━━ Extract to read ━━

Re: [jira] Updated: (TUSCANY-1088) SDO should tolerate malformed XML

Posted by Ole Ersoy <ol...@yahoo.com>.
Hi,

Ed Merks and I did some work on this (Mostly Ed :-) ).
I skimmed the JIRA briefly, and I think this applies
here:

See 
https://bugs.eclipse.org/bugs/show_bug.cgi?id=166127

Here's a brief summary:


Case1:
The element is supposed to be namespaced,
but is not.

Case2:
The element is namespaced, but should not be.

Case3:
The element is namespaced, but the namespace
is different from the namespace that the element
is supposed to have per the schema definition.

The redesigne of BasicExtendedMetaData supports cases 

1 & 2

with a single switch.


Hopefully the new design of the 
BasicExtendedMetaData applies to this TUSCANY-1088

Cheers,
- Ole



--- "Kevin Williams (JIRA)"
<tu...@ws.apache.org> wrote:

> 
>      [
>
https://issues.apache.org/jira/browse/TUSCANY-1088?page=com.atlassian.jira.plugin.system.issuetabpanels:all-tabpanel
> ]
> 
> Kevin Williams updated TUSCANY-1088:
> ------------------------------------
> 
>     Description: 
> I had some off-line discussion with Frank and Yang. 
> Here is the summary:
> 
> As an improvement to consumability, SDO should
> tolerate some malformed XML.  XML documents are
> often less than well-formed.  Rather than failing on
> deserialization when a document does not completely
> conform to its schema, we should consider making
> some assumptions and continuing on.  Some competitor
> technologies do this today.
> 
> Here's an example.  Say we have this schema:
> 
> <?xml version="1.0" encoding="UTF-8"?>
> <xsd:schema
> targetNamespace="http://QuickTest/HelloWorld"
> 	xmlns:tns="http://QuickTest/HelloWorld"
> 	xmlns:xsd="http://www.w3.org/2001/XMLSchema"
> 	elementFormDefault="qualified">
> 	<xsd:element name="sayHello">
> 		<xsd:complexType>
> 			<xsd:sequence>
> 				<xsd:element name="input1" nillable="true"

━━━
━━ Dataset content ━━

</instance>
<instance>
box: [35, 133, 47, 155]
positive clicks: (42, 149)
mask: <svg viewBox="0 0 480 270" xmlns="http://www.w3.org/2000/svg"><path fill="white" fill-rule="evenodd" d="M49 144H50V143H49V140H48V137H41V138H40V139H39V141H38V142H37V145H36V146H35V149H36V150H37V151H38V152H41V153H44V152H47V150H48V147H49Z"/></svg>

━━━

Instructions for the task: In the forum post, which of the listed cases does the redesign of BasicExtendedMetaData support with a single switch?

Response to this exercise: Cases 1 and 2: an element that should be namespaced but is not, and an element that is namespaced but should not be.